> _Textauszug_
--------

Dr. Ebrahim Fayyaz: „Ich bleibe dabei: So lange es sexuelles Begehren gibt, wird kein Problem gelöst werden. Leider sind es derzeit die Frauen, die sich um sexuelle Beziehungen bemühen, und das bedeutet eine gefährliche sexuelle Revolution.“ Die Entstehung dieses Trends innerhalb der iranischen Gesellschaft erklärt Dr. Fayyaz so: „Frauen haben jetzt mehrere Sexualpartner, und all das ist das Ergebnis des Satelliten-(TV)- Life Style.“
Organverkauf: „22 Jahre, absolut gesund“
Die wirtschaftliche Not in Iran bringt eine soziale Tragödie für die wirtschaftlich weniger privilegierten Mitglieder der Gesellschaft hervor. Die Zeitung „The Guardian“ hat bestürzende Fotos von Aushängen auf Straßen und an Krankenhäusern veröffentlicht, auf denen Organe zum Verkauf angeboten werden. Sie enthalten Angaben zur Blutgruppe, und auf den meisten wiederholt sich ein einziges Wort: „Dringend“.

--------

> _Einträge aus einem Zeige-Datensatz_
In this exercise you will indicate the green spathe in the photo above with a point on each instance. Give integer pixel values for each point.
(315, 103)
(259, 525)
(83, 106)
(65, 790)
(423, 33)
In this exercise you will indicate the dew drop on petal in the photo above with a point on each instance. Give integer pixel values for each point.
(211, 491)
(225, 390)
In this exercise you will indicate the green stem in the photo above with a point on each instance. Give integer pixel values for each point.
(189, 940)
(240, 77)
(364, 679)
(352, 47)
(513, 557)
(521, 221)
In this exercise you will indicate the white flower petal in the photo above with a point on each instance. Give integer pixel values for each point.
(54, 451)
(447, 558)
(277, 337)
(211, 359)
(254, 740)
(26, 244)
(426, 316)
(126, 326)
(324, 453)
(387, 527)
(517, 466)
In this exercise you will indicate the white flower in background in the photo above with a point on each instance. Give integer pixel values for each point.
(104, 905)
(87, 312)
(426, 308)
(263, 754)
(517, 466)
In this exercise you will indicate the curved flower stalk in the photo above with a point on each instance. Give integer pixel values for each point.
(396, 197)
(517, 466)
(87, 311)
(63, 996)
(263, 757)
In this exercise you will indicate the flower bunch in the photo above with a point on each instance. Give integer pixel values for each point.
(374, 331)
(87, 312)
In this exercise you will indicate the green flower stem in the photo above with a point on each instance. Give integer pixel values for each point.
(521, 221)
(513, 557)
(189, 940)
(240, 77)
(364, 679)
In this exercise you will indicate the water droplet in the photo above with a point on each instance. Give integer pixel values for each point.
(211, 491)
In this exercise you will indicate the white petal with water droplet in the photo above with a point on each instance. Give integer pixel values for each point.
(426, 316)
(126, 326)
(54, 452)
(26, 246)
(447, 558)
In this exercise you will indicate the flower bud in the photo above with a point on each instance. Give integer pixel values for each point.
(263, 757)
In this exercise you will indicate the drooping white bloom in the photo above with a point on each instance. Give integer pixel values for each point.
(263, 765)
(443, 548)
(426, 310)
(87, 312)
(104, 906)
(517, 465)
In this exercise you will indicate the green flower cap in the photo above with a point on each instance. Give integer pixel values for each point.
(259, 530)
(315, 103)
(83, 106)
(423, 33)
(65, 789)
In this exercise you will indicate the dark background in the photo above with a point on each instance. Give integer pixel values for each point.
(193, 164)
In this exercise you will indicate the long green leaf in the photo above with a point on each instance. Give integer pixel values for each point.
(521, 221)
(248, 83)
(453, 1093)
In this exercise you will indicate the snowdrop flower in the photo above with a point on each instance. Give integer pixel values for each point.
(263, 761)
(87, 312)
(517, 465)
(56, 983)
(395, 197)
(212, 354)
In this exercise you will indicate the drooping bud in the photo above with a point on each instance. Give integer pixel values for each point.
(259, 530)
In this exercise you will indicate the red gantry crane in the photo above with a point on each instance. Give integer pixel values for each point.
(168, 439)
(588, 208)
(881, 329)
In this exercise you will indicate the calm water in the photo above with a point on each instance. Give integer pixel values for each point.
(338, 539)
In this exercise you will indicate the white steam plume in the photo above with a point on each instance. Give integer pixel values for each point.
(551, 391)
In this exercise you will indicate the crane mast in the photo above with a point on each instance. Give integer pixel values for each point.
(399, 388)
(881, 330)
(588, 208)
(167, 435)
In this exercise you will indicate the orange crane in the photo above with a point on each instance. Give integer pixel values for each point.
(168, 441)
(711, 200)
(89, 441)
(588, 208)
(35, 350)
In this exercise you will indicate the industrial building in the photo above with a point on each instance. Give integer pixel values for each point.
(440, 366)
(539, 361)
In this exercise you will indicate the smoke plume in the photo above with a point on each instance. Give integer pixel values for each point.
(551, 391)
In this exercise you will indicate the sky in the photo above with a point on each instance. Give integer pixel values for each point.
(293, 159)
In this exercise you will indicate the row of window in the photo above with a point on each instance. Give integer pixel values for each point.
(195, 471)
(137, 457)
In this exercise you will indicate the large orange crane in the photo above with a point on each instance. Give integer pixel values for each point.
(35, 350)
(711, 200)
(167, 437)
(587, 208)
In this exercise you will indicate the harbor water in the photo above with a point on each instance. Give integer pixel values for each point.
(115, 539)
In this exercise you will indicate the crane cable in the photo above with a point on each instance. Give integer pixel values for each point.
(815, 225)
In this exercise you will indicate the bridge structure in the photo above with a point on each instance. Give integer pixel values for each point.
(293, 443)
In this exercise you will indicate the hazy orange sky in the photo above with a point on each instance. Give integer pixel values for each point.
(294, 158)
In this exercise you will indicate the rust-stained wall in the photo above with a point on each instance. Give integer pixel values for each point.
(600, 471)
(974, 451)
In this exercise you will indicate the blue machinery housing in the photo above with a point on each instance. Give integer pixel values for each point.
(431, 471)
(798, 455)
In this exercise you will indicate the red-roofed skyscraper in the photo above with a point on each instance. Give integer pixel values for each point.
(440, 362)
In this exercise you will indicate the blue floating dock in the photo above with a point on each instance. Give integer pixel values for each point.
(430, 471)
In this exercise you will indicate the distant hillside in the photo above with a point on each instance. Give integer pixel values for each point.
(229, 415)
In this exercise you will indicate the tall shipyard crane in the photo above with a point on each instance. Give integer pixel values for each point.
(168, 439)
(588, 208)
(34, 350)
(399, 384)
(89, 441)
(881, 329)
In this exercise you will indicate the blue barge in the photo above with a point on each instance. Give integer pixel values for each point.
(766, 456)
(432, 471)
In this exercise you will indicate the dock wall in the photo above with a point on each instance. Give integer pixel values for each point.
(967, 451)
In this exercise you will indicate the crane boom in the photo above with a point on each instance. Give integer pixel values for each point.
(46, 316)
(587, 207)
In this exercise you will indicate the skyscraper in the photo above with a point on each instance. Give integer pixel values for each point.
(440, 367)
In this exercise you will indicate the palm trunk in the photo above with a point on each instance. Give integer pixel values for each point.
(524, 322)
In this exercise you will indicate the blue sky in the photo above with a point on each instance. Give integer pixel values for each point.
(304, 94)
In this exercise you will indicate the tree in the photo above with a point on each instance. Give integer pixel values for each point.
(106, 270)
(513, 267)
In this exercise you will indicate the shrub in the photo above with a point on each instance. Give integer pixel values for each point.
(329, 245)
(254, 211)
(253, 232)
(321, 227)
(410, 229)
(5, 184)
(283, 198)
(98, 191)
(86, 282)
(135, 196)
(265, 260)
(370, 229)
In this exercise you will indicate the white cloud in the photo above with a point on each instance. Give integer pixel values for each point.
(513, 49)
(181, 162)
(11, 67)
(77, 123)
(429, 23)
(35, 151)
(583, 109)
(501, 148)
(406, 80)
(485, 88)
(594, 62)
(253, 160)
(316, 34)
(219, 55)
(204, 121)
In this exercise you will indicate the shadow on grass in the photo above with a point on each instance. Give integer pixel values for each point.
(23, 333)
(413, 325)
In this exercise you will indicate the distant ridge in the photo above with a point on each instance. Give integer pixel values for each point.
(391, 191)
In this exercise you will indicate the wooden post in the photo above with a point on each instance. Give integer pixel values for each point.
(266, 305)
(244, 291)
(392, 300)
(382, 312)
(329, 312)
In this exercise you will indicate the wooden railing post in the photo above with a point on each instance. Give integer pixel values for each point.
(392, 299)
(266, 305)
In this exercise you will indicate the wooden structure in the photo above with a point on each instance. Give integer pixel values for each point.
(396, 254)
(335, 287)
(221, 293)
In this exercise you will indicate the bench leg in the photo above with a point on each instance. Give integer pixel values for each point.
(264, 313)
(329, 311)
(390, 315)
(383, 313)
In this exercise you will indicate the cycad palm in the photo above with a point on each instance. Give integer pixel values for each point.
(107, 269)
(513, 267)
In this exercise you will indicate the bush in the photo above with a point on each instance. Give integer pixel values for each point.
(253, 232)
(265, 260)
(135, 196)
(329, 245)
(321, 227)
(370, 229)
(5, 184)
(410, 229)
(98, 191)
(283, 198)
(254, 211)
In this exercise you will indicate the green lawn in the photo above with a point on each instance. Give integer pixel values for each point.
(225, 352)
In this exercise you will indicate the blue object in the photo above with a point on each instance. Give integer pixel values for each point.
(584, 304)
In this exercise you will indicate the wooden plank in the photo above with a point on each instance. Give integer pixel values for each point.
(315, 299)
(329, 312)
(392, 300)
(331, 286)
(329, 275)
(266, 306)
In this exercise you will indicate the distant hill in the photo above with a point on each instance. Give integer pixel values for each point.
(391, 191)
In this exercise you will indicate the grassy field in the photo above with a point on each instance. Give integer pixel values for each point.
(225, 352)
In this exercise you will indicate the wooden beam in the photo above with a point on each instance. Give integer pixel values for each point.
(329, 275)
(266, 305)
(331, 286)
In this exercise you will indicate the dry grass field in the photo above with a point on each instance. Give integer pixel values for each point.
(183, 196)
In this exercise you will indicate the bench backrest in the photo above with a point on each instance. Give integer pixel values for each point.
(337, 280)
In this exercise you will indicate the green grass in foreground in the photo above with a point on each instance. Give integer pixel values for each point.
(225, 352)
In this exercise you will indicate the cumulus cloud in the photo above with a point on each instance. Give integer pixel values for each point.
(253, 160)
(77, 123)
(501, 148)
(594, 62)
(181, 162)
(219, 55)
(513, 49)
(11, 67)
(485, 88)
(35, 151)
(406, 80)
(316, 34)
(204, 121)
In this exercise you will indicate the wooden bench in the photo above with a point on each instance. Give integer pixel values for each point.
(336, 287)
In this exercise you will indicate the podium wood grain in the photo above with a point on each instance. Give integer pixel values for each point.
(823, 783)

--------

> _Aufgaben_
[1] Welche Zeitung hat laut dem Textauszug die Fotos der Aushänge veröffentlicht, auf denen Organe zum Verkauf angeboten werden?
[2] Was bringt laut dem Textauszug die soziale Tragödie in Iran hervor, und wen trifft sie?

> _Lösungen_
[1] Die Zeitung „The Guardian“.

[2] Die wirtschaftliche Not in Iran bringt die soziale Tragödie hervor. Sie trifft die wirtschaftlich weniger privilegierten Mitglieder der Gesellschaft.